Image object location entries:
····················

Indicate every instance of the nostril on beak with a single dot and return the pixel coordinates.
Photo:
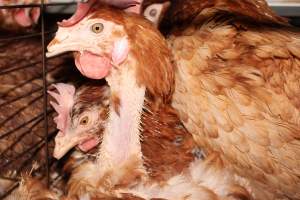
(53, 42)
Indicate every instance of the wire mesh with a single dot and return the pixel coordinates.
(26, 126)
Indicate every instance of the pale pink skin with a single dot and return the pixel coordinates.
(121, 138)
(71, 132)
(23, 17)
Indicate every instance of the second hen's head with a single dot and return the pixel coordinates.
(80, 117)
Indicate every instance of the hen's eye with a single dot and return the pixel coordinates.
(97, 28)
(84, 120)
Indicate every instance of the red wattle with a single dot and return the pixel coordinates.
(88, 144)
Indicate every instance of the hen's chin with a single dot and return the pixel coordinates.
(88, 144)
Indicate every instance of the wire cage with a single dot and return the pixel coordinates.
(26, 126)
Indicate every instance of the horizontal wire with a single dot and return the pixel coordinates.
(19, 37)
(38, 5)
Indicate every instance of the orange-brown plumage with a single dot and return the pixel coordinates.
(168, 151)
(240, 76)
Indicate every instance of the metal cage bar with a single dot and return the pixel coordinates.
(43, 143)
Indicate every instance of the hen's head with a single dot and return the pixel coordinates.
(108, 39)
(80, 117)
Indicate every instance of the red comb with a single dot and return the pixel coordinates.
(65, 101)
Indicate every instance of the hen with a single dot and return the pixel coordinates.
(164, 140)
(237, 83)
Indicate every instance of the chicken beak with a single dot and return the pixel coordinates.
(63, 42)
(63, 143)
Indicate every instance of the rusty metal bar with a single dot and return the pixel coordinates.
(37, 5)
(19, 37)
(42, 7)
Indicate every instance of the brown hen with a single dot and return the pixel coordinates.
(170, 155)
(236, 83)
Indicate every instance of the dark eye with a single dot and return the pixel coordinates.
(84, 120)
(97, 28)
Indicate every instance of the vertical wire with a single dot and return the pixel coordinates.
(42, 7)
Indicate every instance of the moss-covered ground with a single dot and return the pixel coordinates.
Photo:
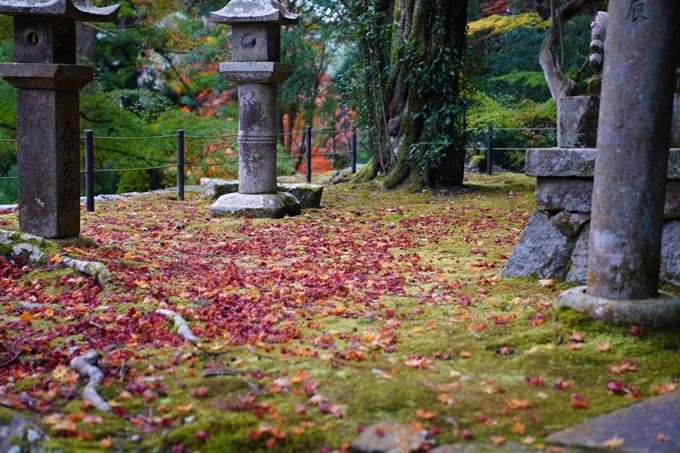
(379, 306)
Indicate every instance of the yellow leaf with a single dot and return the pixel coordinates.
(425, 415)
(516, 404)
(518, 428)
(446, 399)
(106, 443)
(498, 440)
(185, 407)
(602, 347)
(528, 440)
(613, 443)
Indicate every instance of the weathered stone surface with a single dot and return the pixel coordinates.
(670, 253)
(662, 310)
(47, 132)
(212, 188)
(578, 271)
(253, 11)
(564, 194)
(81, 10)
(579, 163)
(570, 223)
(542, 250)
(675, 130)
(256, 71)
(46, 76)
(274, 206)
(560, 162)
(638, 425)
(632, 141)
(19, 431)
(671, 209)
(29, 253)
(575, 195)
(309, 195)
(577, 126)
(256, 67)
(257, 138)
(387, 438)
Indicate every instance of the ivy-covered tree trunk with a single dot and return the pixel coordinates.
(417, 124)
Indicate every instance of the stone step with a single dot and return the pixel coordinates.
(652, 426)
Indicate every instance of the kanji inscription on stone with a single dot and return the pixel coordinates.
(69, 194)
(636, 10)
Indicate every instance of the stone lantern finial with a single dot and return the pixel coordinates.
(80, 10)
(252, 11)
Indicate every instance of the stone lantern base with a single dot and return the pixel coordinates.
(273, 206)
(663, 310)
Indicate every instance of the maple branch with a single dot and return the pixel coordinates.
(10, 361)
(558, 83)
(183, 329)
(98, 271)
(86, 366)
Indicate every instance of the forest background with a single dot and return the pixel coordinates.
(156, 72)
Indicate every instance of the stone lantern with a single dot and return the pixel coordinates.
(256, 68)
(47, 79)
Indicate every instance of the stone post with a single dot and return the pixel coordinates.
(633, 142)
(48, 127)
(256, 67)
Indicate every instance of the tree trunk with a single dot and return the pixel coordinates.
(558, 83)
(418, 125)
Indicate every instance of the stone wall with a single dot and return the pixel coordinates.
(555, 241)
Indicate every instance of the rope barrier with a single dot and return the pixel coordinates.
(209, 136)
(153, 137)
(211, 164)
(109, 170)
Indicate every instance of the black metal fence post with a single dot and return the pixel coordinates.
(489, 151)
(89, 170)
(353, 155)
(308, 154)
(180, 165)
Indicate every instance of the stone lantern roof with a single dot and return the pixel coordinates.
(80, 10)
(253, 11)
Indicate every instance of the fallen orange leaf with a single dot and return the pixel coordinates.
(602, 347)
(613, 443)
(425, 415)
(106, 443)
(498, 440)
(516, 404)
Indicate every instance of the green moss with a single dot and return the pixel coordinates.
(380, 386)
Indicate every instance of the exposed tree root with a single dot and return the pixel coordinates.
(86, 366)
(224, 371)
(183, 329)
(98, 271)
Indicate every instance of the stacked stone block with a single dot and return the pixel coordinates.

····················

TASK BRIEF: Express the rows as a JSON list of strings, one string per line, starting with the line that contains "Indicate every instance of the exposed" and going on through the final row, with any blank lines left out.

EXERCISE OUTPUT:
[
  "Indicate every instance of the exposed tree root with a single dot and return the pixel coordinates.",
  "(86, 366)",
  "(224, 371)",
  "(183, 329)",
  "(98, 271)",
  "Indicate every instance of the stacked stone block with a single dot and return the pixel coordinates."
]